Record excerpts START
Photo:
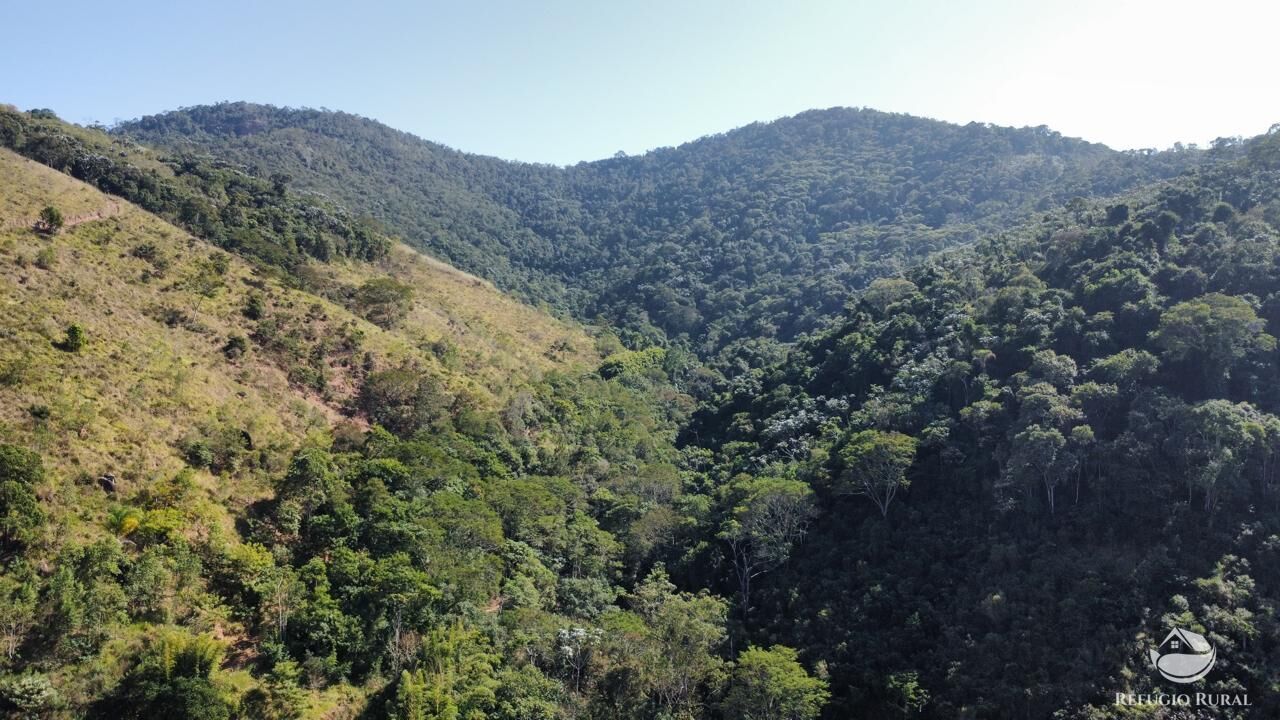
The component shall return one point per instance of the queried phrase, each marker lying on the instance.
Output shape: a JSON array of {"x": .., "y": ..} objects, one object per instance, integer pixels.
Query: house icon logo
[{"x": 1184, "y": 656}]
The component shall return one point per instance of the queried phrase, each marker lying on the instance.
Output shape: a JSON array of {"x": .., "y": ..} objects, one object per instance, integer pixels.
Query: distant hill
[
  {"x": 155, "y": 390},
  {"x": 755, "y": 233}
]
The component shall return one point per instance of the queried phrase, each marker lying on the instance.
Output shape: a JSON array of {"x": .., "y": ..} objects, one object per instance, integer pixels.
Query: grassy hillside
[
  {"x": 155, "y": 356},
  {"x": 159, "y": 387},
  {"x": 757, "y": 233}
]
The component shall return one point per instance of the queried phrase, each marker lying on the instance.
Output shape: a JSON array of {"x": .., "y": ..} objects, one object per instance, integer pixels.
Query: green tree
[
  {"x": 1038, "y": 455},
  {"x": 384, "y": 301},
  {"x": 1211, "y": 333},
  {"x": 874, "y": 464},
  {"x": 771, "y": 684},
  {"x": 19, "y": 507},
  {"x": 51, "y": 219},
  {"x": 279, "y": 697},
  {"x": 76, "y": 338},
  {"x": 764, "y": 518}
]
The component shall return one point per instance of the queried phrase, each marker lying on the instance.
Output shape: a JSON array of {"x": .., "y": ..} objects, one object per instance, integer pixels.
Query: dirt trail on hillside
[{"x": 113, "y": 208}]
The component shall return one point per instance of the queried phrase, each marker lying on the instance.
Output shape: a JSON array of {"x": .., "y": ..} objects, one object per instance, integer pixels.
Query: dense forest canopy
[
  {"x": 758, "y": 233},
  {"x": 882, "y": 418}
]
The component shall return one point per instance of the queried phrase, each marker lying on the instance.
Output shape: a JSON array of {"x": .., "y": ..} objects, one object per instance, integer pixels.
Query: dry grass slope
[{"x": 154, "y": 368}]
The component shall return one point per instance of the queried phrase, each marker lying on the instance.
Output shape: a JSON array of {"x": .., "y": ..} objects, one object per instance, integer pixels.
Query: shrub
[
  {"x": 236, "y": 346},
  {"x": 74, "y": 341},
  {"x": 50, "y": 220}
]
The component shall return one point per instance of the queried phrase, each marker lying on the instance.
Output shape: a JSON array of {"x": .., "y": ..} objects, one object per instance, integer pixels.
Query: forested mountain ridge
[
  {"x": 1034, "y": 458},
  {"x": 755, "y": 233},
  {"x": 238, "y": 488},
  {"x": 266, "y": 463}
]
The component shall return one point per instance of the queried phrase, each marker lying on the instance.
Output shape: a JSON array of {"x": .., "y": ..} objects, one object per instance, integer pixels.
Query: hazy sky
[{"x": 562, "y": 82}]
Record excerpts END
- Problem description -
Your answer must be the records above, copied exactly, with no pictures.

- Answer -
Photo:
The component shall return one point per instance of the queried phrase, each marker lying on the instance.
Output shape: a JSON array of {"x": .., "y": ..} objects, one object per instance, integer pixels.
Query: house icon logo
[{"x": 1184, "y": 656}]
The component shall return one point per instance of the queried phrase, each marker lying on the instance.
Output shape: a JSON array of {"x": .., "y": ..} objects, one object per instance, integer pixels.
Query: distant hill
[
  {"x": 155, "y": 390},
  {"x": 755, "y": 233}
]
The component shall return one point per instance of the queried phrase, each marker lying on the instance.
Output shape: a JSON array of {"x": .., "y": ..} objects, one object per instance, integer pixels.
Query: grassy hillside
[
  {"x": 155, "y": 356},
  {"x": 159, "y": 387},
  {"x": 757, "y": 233}
]
The component shall return one point per instance of the queried phrase, each marker lying on the instance.
Output shape: a JSON array of {"x": .., "y": ..} objects, one object per instance, integer pixels.
Query: green tree
[
  {"x": 1038, "y": 455},
  {"x": 384, "y": 301},
  {"x": 1211, "y": 333},
  {"x": 874, "y": 464},
  {"x": 771, "y": 684},
  {"x": 19, "y": 507},
  {"x": 51, "y": 219},
  {"x": 279, "y": 697},
  {"x": 76, "y": 338},
  {"x": 764, "y": 518}
]
The component shall return one point per instance of the queried phrase, each marker lying on the instance.
Output shape: a JSON array of {"x": .., "y": ..} objects, one object per instance, integer pixels.
Query: dirt trail on hillside
[{"x": 113, "y": 208}]
The component shall return one point per instance of the queried phrase, each marker lying on the instance.
Output shape: a JSON array of {"x": .., "y": ..} objects, one object per instance, integer pixels.
Query: dense forest canopy
[
  {"x": 758, "y": 233},
  {"x": 882, "y": 418}
]
The component shall return one point per instance of the queried phrase, each marker lying on the instance.
Output shape: a JSON array of {"x": .., "y": ..} objects, one object per instance, integer pixels.
Query: dry grass slope
[{"x": 154, "y": 368}]
The component shall return one point per instance of the queried phrase, each marker lying on the instance.
Output shape: a JSON array of {"x": .., "y": ..} objects, one object per instance, integer pixels.
Query: shrub
[
  {"x": 236, "y": 346},
  {"x": 74, "y": 341},
  {"x": 50, "y": 220}
]
The component shall return one point per instance of the queried phrase, each marker lying on the instance.
Output shape: a JSON array of {"x": .., "y": ..} objects, one object per instance, integer pixels.
Query: forested mountain ridge
[
  {"x": 1034, "y": 458},
  {"x": 755, "y": 233},
  {"x": 238, "y": 488},
  {"x": 266, "y": 463}
]
The component shall return one point per instance of the queried phrase, each marker lying on the instance.
Output shape: a JSON array of {"x": .., "y": ..} objects, one object per instance, integer pixels.
Query: hazy sky
[{"x": 562, "y": 82}]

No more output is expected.